INSTRUÇÕES:
a - No texto sobre o plantão judiciário, substitua "busca e apreensão" por "retomada" e reescreva a parte que vai de "5. Liminar de" a "sistema assim previa.".
b - Dê continuidade ao texto sobre o plantão judiciário a partir da última frase apresentada.

TRECHO CITADO:
---*---
5. Liminar de busca e apreensão: plantão judiciário (art. 3º, caput, do DL 911/69)

        

Não configura novidade alguma a afirmação de que, mesmo sem o requisito da urgência, admite-se a concessão de liminar na ação de busca e apreensão de bem objeto de alienação fiduciária. Desde a redação originária do DL 911/69 o sistema assim previa.

        

Nesse ponto a Lei 13.043/2014 não inova, pois continua permitindo a busca e apreensão do bem alienado fiduciariamente, a qual será concedida liminarmente. Note-se que o verbo ser está no modo imperativo (a busca e apreensão será concedida liminarmente).

        

A alteração digna de nota consiste na viabilidade de o requerimento de liminar ser apreciado em plantão judiciário. Confira-se a nova redação do art. 3º, caput:

 

“O proprietário fiduciário ou credor poderá, desde que comprovada a mora, na forma estabelecida pelo § 2º do art. 2º, ou o inadimplemento, requerer contra o devedor ou terceiro a busca e apreensão do bem alienado fiduciariamente, a qual será concedida liminarmente, podendo ser apreciada em plantão judiciário”.

 

Com essa disposição amplia-se a competência dos órgãos jurisdicionais que funcionarem em regime de plantão judiciário, de sorte que a petição inicial da busca e apreensão pode ser distribuída durante o plantão e não se descarta que algum requerimento incidental de liminar de busca e apreensão seja viável em sede de plantão judiciário.
---*---
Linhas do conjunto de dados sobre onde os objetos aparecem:
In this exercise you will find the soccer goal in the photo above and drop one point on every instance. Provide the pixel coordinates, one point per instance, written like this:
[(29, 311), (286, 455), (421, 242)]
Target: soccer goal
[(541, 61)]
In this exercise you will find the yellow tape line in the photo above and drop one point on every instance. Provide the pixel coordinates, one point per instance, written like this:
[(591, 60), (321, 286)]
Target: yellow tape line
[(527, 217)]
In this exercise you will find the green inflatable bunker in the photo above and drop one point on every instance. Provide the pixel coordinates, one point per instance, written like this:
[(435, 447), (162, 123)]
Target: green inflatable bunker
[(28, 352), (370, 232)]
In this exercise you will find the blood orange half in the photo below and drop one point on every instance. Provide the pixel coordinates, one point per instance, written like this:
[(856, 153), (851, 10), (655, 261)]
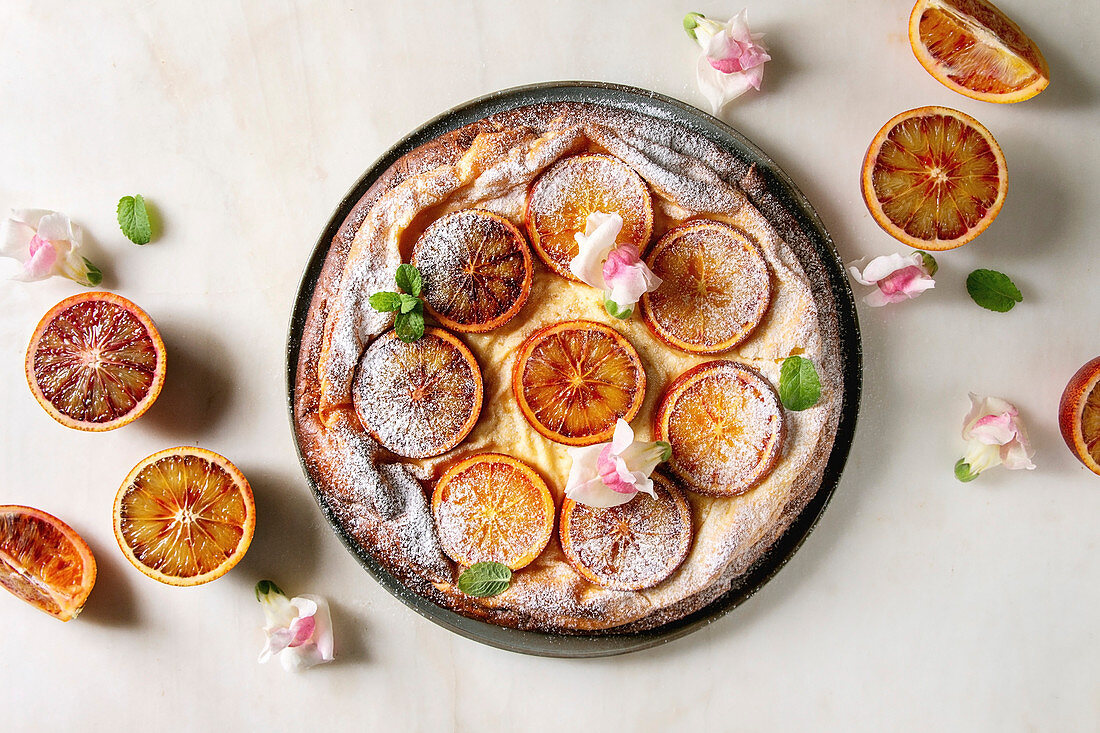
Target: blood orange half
---*---
RESPOSTAS:
a -
5. Liminar de retomada: plantão judiciário (art. 3º, caput, do DL 911/69)

        

Não configura novidade alguma a afirmação de que, mesmo sem o requisito da urgência, admite-se a concessão de liminar na ação de retomada de bem objeto de alienação fiduciária. Desde a redação originária do DL 911/69 o sistema assim previa.

b -
O curioso é que a liminar de busca e apreensão geralmente não está vinculada ao requisito da urgência, circunstância que coloca o dispositivo ora comentado na contramão dos objetivos colimados com a instituição do plantão judiciário. De fato, quando se analisa o rol do art. 1º, do Provimento 1.154/2006, do Conselho Superior da Magistratura, chega-se à conclusão de que todas as hipóteses listadas contêm um coeficiente mínimo de urgência, algo que não comparece no âmbito da busca e apreensão de bem alienado fiduciariamente.

        

A reflexão que nos permitimos anunciar diz respeito à posição do réu, o qual tem interesse na revogação da liminar em certos casos, como se dá, exemplificativamente, na hipótese de pagamento integral do débito (art. 3º, § 2º, do DL 911/69) ou até mesmo quando ocorre o chamado adimplemento substancial, fenômeno que, segundo a jurisprudência, afasta a possibilidade da busca e apreensão [10]. Seja qual for o motivo, certo é que se admite que o réu traga argumentos tendentes a inviabilizar a manutenção da liminar de busca e apreensão. Daí as indagações: esse requerimento do réu seria admissível perante o plantão judiciário? Se é possível para o autor debater sobre a liminar no plantão, o princípio da isonomia não recomendaria semelhante postura em favor do réu?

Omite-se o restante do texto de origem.